PASSAGE GIVEN
+++

Root mean square normalization in Python#


Audio normalization is a fundamental audio processing technique that consists of applying a constant amount of gain to an audio in order to bring its amplitude to a target level. A commonly used normalization technique is the Root Mean Square (RMS) normalization. This blog post introduces RMS normalization and provides a Python implementation of it.

What is RMS normalization?#

In general there are two principal types of audio normalization:

  • Peak normalization which adjusts the recording based on its highest signal level.

  • Loudness normalization which adjusts the recording based its perceived loudness.

RMS normalization falls under the latter, where the perceived loudness level is determined using the root mean square of the signal. The result is then used to compute the gain value used in the normalization. Since the gain value is constant and applied across the entire recording, the normalization does not affect the signal-to-noise ratio and the relative dynamics 1. The approach to RMS normalization can be summarized in the following mathematical formula 2:

\begin{equation} y[n]=\sqrt{\frac{N-10\left(\frac{r}{20}\right)}{\sum_{i=0}^{N-1} x^{2} \left[ i\right]}} \cdot x[n] \end{equation}

where:

  • \(x[n]\) is the original signal.

+++

WHAT TO WORK ON
A - Reproduce the passage of the RMS normalization post starting with "Root mean square normalization" and going on through "its perceived loudness.".
B - Write the next portion of the RMS normalization post, picking up right after its final line.

RECORDED DATA
+++

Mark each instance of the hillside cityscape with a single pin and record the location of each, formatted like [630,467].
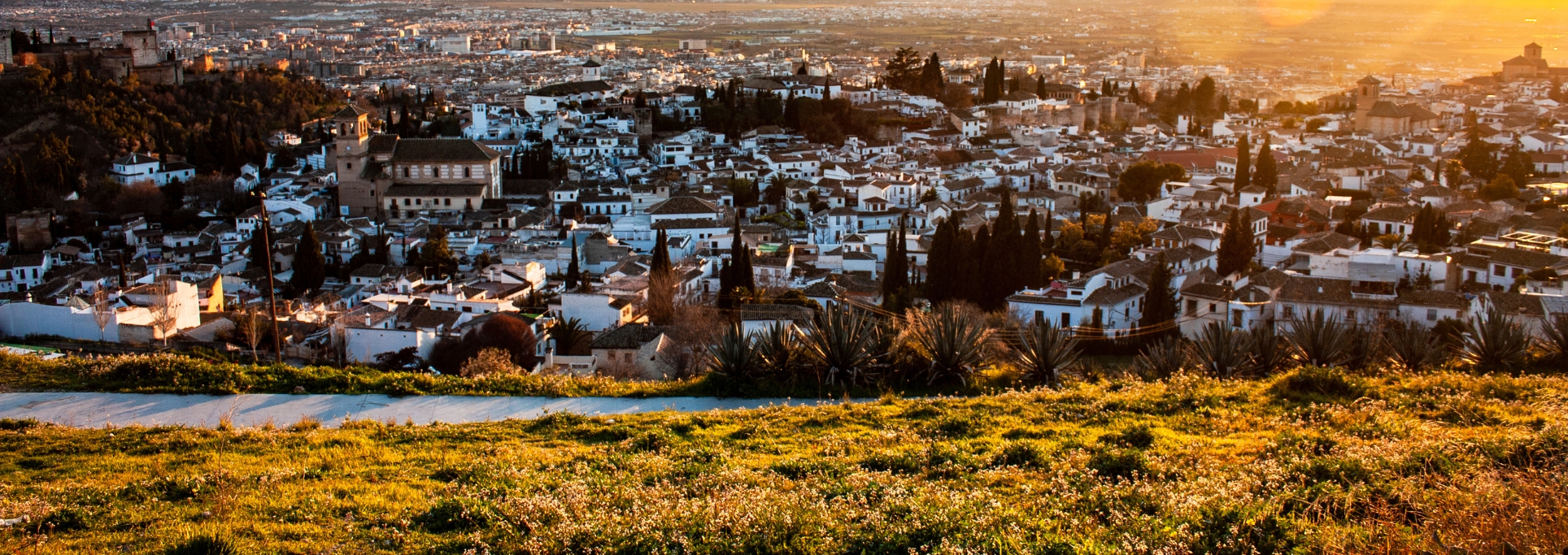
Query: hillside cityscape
[770,199]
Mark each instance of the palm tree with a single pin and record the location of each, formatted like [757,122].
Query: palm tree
[733,355]
[1223,352]
[1045,352]
[1412,345]
[1495,340]
[778,345]
[952,339]
[569,336]
[838,340]
[1321,340]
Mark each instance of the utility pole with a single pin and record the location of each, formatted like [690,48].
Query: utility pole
[272,288]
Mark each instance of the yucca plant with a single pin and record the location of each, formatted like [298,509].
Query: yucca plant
[1223,352]
[1319,339]
[1556,332]
[838,342]
[1045,352]
[951,339]
[734,356]
[778,347]
[1495,340]
[1162,359]
[1270,352]
[1412,347]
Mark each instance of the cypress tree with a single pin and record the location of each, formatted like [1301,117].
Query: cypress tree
[309,267]
[976,280]
[573,275]
[1265,173]
[939,264]
[1029,253]
[1159,301]
[259,246]
[1236,246]
[1244,165]
[660,283]
[1048,242]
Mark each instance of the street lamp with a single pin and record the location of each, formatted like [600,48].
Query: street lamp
[272,286]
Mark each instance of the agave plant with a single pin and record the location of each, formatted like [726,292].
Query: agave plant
[1412,345]
[838,340]
[1556,332]
[1164,359]
[1270,352]
[1223,352]
[778,347]
[1321,340]
[952,339]
[734,355]
[1045,352]
[1495,340]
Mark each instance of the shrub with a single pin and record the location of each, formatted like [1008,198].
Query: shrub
[1222,350]
[20,423]
[1412,347]
[1313,384]
[1045,352]
[952,339]
[734,356]
[1118,465]
[204,546]
[1321,340]
[1139,436]
[1495,340]
[1020,452]
[457,514]
[490,362]
[1162,359]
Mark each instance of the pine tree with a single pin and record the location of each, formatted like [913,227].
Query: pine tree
[309,267]
[1244,165]
[436,256]
[573,275]
[1029,253]
[1265,173]
[1159,301]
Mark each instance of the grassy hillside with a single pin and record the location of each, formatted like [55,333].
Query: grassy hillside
[1309,462]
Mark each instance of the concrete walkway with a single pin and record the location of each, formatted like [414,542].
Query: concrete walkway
[206,411]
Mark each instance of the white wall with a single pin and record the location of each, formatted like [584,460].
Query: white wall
[364,344]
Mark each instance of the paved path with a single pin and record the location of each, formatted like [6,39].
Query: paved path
[121,410]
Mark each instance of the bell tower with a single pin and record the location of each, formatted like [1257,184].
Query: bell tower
[1368,93]
[350,150]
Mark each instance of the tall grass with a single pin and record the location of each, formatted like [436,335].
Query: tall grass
[1309,462]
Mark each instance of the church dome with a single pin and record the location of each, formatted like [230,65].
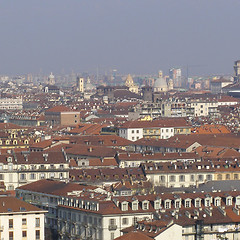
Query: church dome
[89,86]
[160,85]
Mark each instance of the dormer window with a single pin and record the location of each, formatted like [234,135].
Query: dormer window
[217,201]
[135,205]
[167,204]
[198,202]
[177,204]
[238,200]
[187,203]
[124,206]
[207,202]
[157,204]
[145,205]
[229,201]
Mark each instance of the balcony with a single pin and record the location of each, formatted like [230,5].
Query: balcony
[112,227]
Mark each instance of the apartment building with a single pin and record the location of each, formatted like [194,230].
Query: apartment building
[86,212]
[159,129]
[11,103]
[17,169]
[20,220]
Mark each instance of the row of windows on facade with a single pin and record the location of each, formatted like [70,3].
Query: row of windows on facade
[32,176]
[178,203]
[24,222]
[14,142]
[80,204]
[80,218]
[32,167]
[209,177]
[81,231]
[182,178]
[24,235]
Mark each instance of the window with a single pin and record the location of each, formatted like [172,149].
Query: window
[217,202]
[207,203]
[22,176]
[167,205]
[125,221]
[181,178]
[192,178]
[134,206]
[219,177]
[228,176]
[24,233]
[32,176]
[10,221]
[187,203]
[172,178]
[37,222]
[209,177]
[124,206]
[197,203]
[10,235]
[42,175]
[229,201]
[112,236]
[37,234]
[145,205]
[162,178]
[200,177]
[112,222]
[24,221]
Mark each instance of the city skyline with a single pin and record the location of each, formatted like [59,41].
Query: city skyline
[134,37]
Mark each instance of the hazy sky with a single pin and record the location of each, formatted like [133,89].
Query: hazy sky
[133,36]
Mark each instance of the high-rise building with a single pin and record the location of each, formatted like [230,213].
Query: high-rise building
[51,79]
[80,84]
[237,71]
[176,75]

+++

PER-TASK ANSWERS
A -
Root mean square normalization in Python#


Audio normalization is a fundamental audio processing technique that consists of applying a constant amount of gain to an audio in order to bring its amplitude to a target level. A commonly used normalization technique is the Root Mean Square (RMS) normalization. This blog post introduces RMS normalization and provides a Python implementation of it.

What is RMS normalization?#

In general there are two principal types of audio normalization:

  • Peak normalization which adjusts the recording based on its highest signal level.

  • Loudness normalization which adjusts the recording based its perceived loudness.

B -
  • \(y[n]\) is the normalized signal.

  • \(N\) is the length of \(x[n]\).

  • \(r\) is the input RMS level in dB.

How to implement it in Python?#

Implementing the RMS normalization is fairly simple in Python and the algorithm can be summarized in the following steps:

  • Read audio as an array.

  • Compute the linear RMS level and its scaling factor

  • Normalize using the scaling factor.

  • Write the resulting array as an audio.

 1def normalize(infile, rms_level=0):
 2    """
 3    Normalize the signal given a certain technique (peak or rms).
 4    Args:
 5        - infile    (str) : input filename/path.
 6        - rms_level (int) : rms level in dB.
 7    """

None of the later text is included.